(THINGS TO DO)
1) Answer these questions using the dental mission excerpt below, one answer per line.
(a) What did the dental work consist of during the first three days?
(b) About how many kids did Blake see over the next two days to clean their teeth?
(c) What kind of room in the school served as the workspace?
2) Decide whether each statement agrees with the dental mission excerpt below. Answer yes or no, and quote the deciding words.
(a) The village had received dental services within the past two years.
(b) The school had no electricity.
(c) Blake did the fluoride treatment herself.

(TEXT SEGMENT)
************

Blake said the dental work over those first three days consisted entirely of extractions.
“This village had not had any dental services in at least eight years,” she said, mentioning that the residents had access to candy and sweets that led to tooth decay. There were also a lot of third molar extractions.
“After the three days, the nursing people did more education, and I cleaned teeth,” Blake said. “Two of the other ladies did all of the fluoride treatment and the dental education so that I could clean as many teeth as possible. I saw about 60 kids in the next two days to clean their teeth.”
Working conditions were challenging.
“Our light was a flashlight that was on a branch. There was no electricity in the school. It was actually a teacher’s office. I held a pen flashlight for every patient, and I had to hold it on. I held pen flashlights on all day,” Blake said. “We were still working when it was getting dark and I was holding a flashlight on a cell phone.”
Grateful for donations
Blake said she was grateful to those in Hannibal and the surrounding area who donated toothbrushes and toothpaste or made monetary donations to the mission trip.

************

(EXTRACTED DATA)
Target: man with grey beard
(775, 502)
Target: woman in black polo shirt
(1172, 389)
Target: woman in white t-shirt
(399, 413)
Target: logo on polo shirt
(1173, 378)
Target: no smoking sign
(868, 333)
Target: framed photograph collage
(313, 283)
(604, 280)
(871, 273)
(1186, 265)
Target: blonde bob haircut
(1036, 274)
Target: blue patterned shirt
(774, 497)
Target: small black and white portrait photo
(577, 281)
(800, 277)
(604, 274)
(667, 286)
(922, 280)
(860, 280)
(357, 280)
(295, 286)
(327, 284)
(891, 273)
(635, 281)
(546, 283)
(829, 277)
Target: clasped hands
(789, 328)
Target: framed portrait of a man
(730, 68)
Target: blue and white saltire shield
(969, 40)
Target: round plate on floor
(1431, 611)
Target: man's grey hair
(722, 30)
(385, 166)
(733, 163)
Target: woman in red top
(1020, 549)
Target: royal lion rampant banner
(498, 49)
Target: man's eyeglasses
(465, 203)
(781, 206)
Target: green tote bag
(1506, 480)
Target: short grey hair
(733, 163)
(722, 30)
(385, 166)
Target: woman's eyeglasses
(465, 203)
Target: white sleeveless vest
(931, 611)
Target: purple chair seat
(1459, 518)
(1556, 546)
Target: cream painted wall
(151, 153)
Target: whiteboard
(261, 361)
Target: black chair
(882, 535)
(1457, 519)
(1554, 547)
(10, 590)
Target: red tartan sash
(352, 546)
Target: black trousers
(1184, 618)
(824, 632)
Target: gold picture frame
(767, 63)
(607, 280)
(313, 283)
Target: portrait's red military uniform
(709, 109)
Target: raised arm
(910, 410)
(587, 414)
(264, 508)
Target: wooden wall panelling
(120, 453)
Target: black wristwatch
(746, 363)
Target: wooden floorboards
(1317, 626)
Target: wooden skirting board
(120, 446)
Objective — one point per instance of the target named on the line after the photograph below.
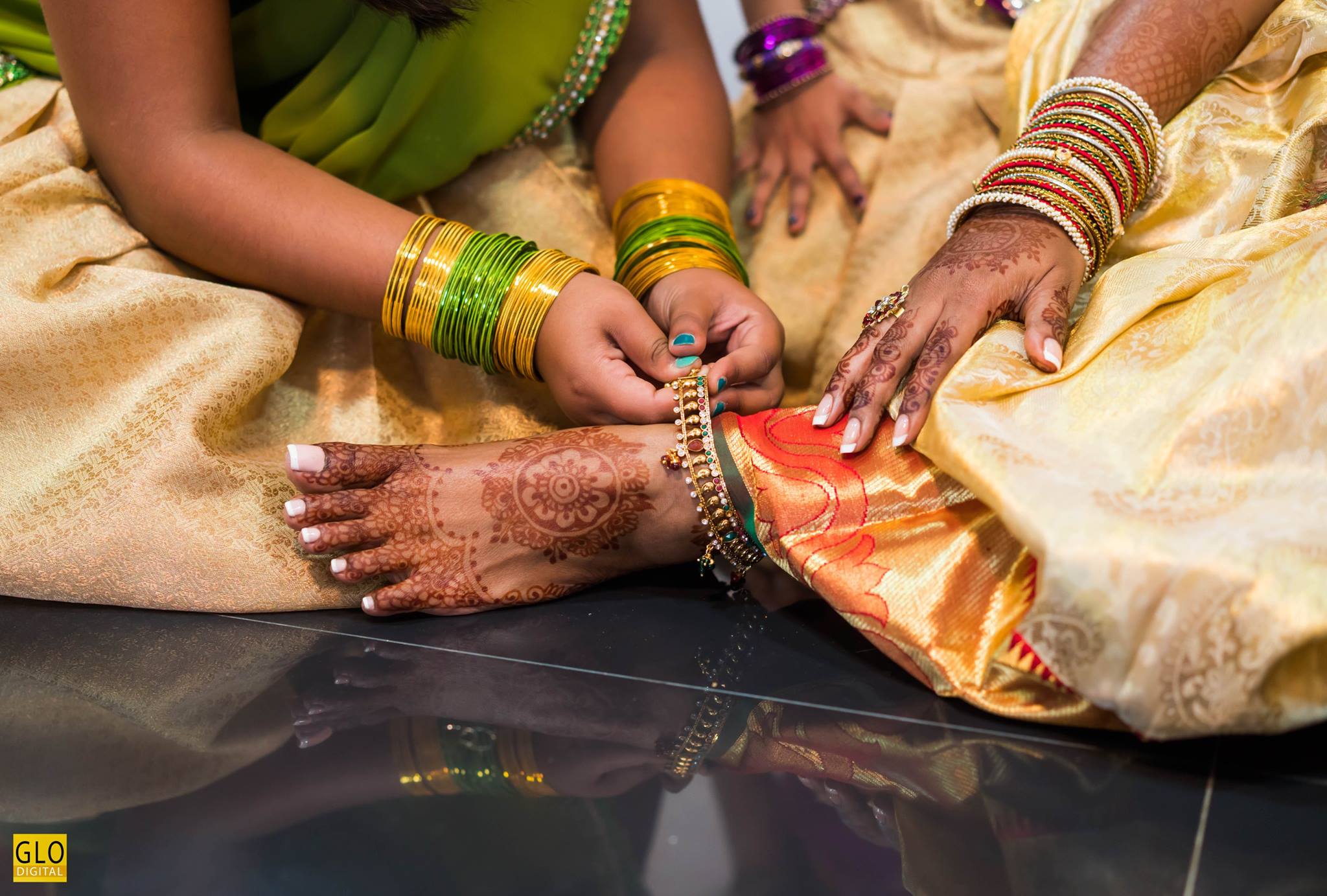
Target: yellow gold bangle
(426, 296)
(402, 268)
(647, 274)
(673, 190)
(538, 283)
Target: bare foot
(463, 529)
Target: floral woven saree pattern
(1171, 479)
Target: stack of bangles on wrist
(781, 55)
(1086, 159)
(479, 297)
(437, 758)
(696, 454)
(672, 225)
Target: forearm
(1170, 49)
(761, 10)
(660, 111)
(250, 213)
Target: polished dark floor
(168, 746)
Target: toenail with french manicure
(306, 458)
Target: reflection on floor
(168, 746)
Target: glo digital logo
(40, 858)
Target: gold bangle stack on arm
(433, 275)
(531, 295)
(402, 270)
(891, 306)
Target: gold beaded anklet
(697, 454)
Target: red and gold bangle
(1109, 128)
(1095, 192)
(1119, 152)
(1087, 106)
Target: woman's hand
(594, 341)
(1004, 263)
(711, 317)
(805, 130)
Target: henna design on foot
(575, 492)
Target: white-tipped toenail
(305, 458)
(823, 412)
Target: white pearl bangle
(1119, 92)
(1074, 164)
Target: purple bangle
(790, 73)
(768, 35)
(753, 67)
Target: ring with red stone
(890, 306)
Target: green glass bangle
(456, 293)
(498, 278)
(473, 296)
(678, 226)
(676, 230)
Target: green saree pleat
(371, 101)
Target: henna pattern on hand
(576, 492)
(571, 493)
(930, 364)
(994, 242)
(884, 362)
(1057, 314)
(1008, 310)
(840, 372)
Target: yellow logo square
(40, 858)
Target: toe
(334, 536)
(332, 466)
(419, 595)
(330, 507)
(363, 564)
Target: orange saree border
(906, 555)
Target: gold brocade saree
(1171, 482)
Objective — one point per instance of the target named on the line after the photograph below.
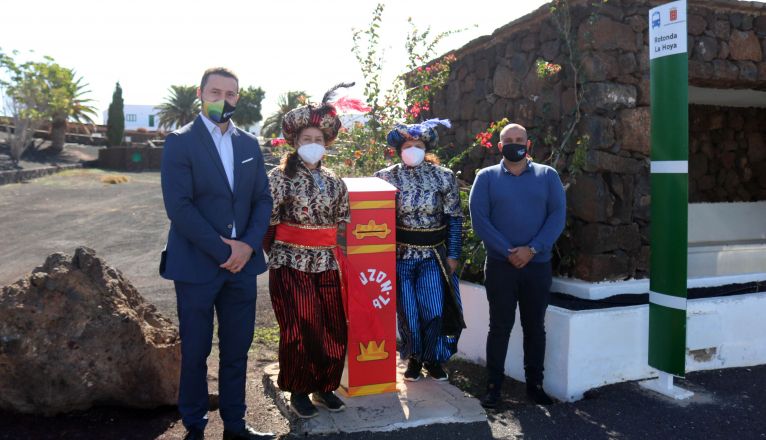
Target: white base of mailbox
(591, 348)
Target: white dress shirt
(225, 149)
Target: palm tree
(180, 107)
(249, 107)
(272, 126)
(67, 103)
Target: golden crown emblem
(371, 229)
(372, 352)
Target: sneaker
(536, 394)
(436, 371)
(413, 370)
(492, 399)
(302, 406)
(329, 401)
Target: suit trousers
(232, 298)
(529, 287)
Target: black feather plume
(330, 93)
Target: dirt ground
(126, 225)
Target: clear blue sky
(276, 45)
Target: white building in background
(139, 116)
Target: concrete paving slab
(416, 408)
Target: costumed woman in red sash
(305, 279)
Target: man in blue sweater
(518, 209)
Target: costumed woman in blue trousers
(428, 235)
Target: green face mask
(218, 111)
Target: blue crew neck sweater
(508, 211)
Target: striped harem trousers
(312, 329)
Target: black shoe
(302, 406)
(536, 394)
(413, 370)
(436, 371)
(329, 401)
(247, 433)
(492, 398)
(194, 434)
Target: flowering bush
(362, 149)
(546, 70)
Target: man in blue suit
(218, 201)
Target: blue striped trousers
(420, 300)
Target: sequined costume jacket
(317, 198)
(428, 198)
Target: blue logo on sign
(655, 19)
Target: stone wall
(727, 154)
(607, 235)
(130, 158)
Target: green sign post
(670, 188)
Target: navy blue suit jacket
(201, 206)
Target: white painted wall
(138, 116)
(589, 349)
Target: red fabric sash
(366, 324)
(312, 236)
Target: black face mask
(514, 152)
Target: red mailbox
(371, 306)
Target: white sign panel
(667, 29)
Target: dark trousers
(530, 288)
(312, 329)
(232, 297)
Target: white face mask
(413, 156)
(311, 153)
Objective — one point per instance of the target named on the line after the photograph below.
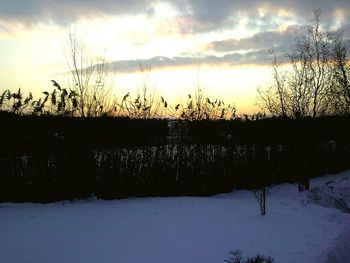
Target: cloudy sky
(220, 45)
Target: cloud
(67, 11)
(199, 15)
(262, 40)
(259, 57)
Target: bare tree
(89, 74)
(304, 90)
(340, 90)
(275, 98)
(261, 196)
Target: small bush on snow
(236, 257)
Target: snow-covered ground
(298, 227)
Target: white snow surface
(178, 229)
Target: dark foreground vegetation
(53, 158)
(76, 142)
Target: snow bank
(176, 230)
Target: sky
(221, 46)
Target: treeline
(53, 158)
(78, 141)
(317, 80)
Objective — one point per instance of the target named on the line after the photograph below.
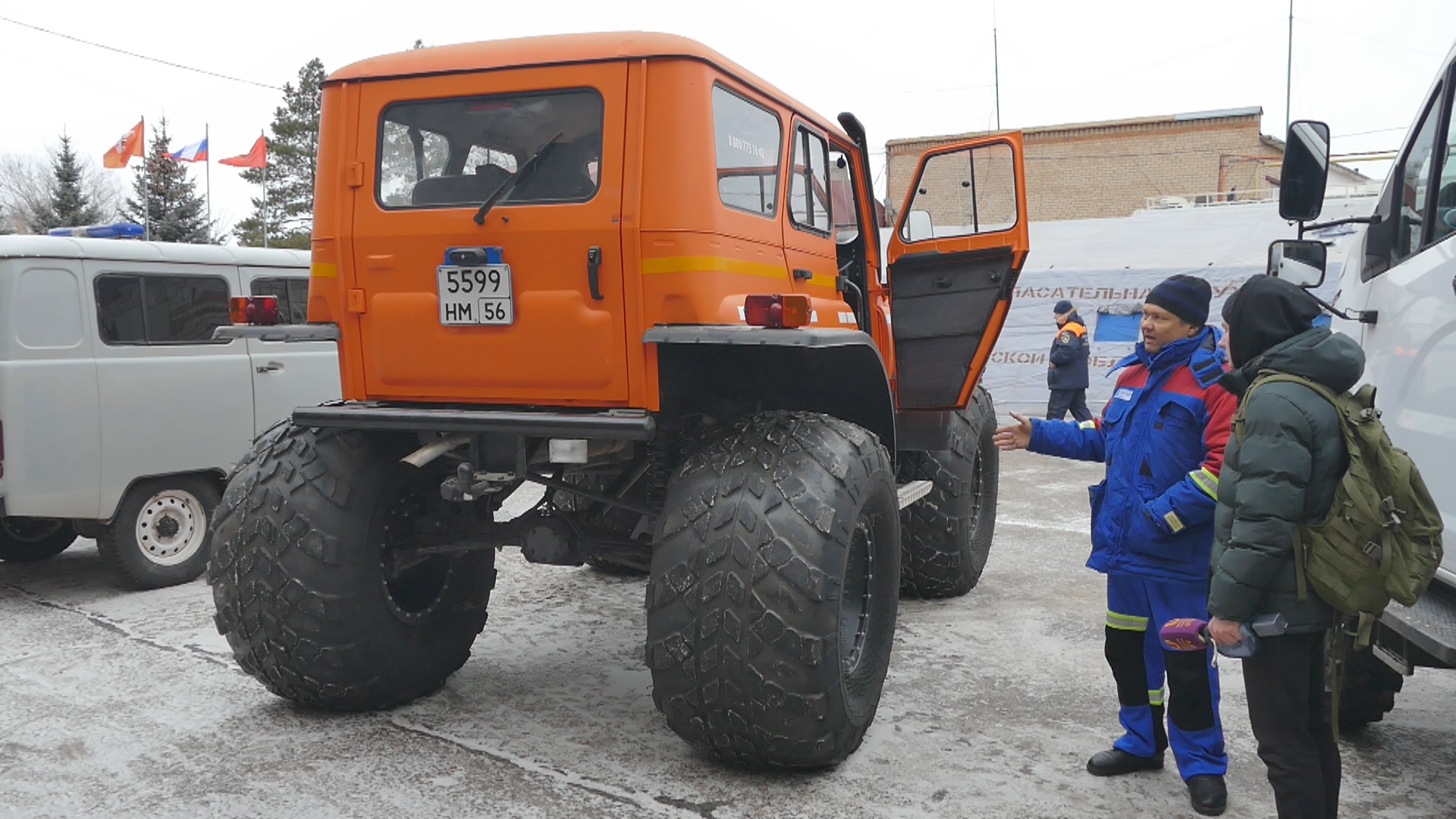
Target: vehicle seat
(466, 188)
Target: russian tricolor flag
(196, 152)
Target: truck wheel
(946, 535)
(30, 539)
(770, 605)
(159, 535)
(1369, 689)
(303, 575)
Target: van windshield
(456, 152)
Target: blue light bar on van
(120, 231)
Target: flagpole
(146, 186)
(265, 199)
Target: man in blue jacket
(1163, 439)
(1068, 366)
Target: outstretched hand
(1015, 436)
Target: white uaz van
(1398, 297)
(120, 416)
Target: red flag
(126, 148)
(256, 158)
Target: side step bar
(913, 491)
(618, 425)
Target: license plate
(472, 297)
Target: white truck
(1398, 297)
(120, 416)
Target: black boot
(1207, 795)
(1116, 761)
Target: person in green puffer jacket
(1280, 471)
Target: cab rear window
(457, 152)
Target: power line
(140, 55)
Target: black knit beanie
(1264, 312)
(1184, 297)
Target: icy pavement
(117, 703)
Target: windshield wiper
(526, 169)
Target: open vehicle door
(954, 259)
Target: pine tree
(293, 153)
(67, 205)
(165, 197)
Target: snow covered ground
(115, 703)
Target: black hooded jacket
(1282, 466)
(1069, 356)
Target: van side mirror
(1298, 261)
(1305, 171)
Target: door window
(1416, 186)
(1445, 221)
(161, 309)
(747, 139)
(291, 292)
(963, 193)
(808, 186)
(457, 152)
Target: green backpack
(1382, 538)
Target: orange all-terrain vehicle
(628, 270)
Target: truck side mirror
(1298, 261)
(919, 226)
(1305, 171)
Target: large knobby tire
(299, 579)
(30, 539)
(946, 535)
(774, 591)
(1369, 689)
(159, 535)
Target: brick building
(1110, 169)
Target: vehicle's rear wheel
(159, 535)
(946, 535)
(306, 582)
(1369, 689)
(30, 539)
(774, 591)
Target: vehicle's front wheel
(774, 591)
(946, 535)
(159, 535)
(30, 539)
(313, 588)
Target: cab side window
(808, 186)
(161, 309)
(291, 292)
(747, 143)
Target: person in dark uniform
(1068, 366)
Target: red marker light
(254, 309)
(777, 311)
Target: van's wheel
(946, 535)
(1369, 689)
(312, 589)
(30, 539)
(772, 599)
(159, 535)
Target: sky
(906, 67)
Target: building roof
(560, 50)
(1078, 129)
(127, 249)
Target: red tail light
(777, 311)
(253, 309)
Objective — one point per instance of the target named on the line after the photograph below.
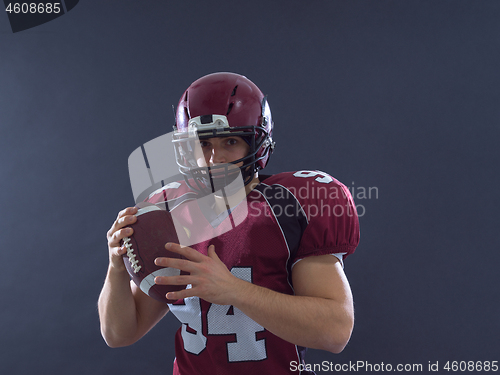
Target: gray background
(398, 95)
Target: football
(153, 228)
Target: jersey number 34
(219, 322)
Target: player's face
(220, 150)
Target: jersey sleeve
(332, 220)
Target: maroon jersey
(287, 217)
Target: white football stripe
(147, 209)
(149, 280)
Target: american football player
(262, 291)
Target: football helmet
(221, 105)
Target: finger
(118, 236)
(121, 223)
(181, 294)
(125, 217)
(211, 252)
(185, 251)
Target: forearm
(312, 322)
(117, 310)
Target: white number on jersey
(189, 315)
(221, 322)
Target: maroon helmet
(219, 105)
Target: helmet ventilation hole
(229, 108)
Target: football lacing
(131, 256)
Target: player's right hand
(117, 232)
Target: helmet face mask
(222, 105)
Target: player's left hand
(208, 275)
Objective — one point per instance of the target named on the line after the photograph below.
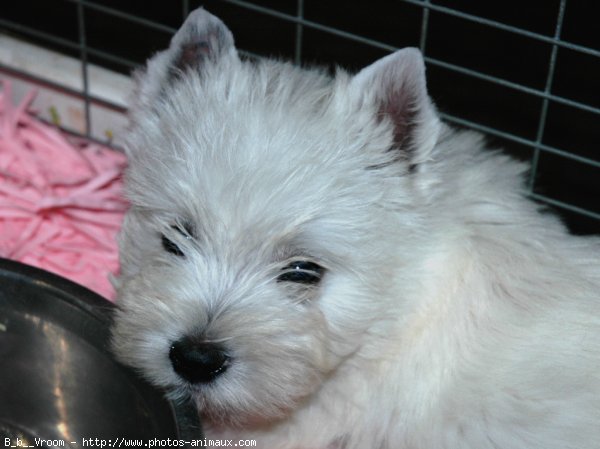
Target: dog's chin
(220, 407)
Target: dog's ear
(396, 83)
(202, 40)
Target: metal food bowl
(58, 380)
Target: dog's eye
(171, 247)
(302, 272)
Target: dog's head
(266, 206)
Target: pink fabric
(61, 202)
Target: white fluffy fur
(453, 312)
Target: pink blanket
(61, 201)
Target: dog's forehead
(266, 143)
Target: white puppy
(321, 263)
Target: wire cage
(524, 73)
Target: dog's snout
(198, 362)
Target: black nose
(198, 362)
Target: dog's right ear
(202, 40)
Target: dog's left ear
(202, 41)
(396, 83)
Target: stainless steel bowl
(58, 380)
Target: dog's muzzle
(198, 362)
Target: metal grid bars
(548, 126)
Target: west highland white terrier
(319, 262)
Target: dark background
(454, 40)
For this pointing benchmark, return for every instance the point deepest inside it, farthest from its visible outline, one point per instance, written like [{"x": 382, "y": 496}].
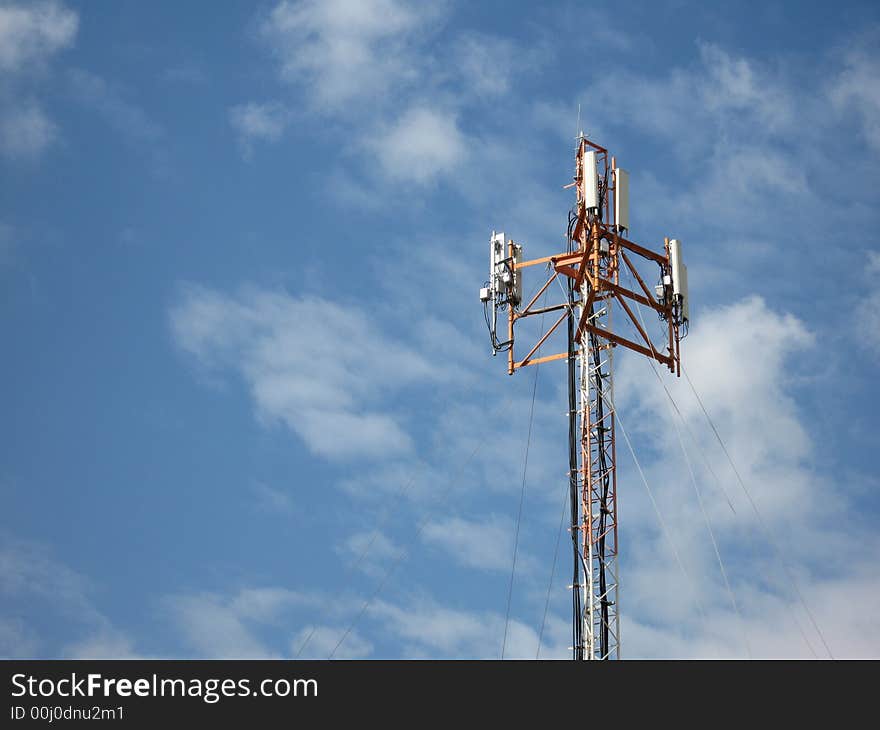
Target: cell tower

************

(RESULTS)
1)
(a) It consisted entirely of extractions.
(b) About 60 kids.
(c) A teacher's office.

2)
(a) No: "This village had not had any dental services in at least eight years"
(b) Yes: "There was no electricity in the school."
(c) No: "Two of the other ladies did all of the fluoride treatment and the dental education so that I could clean as many teeth as possible."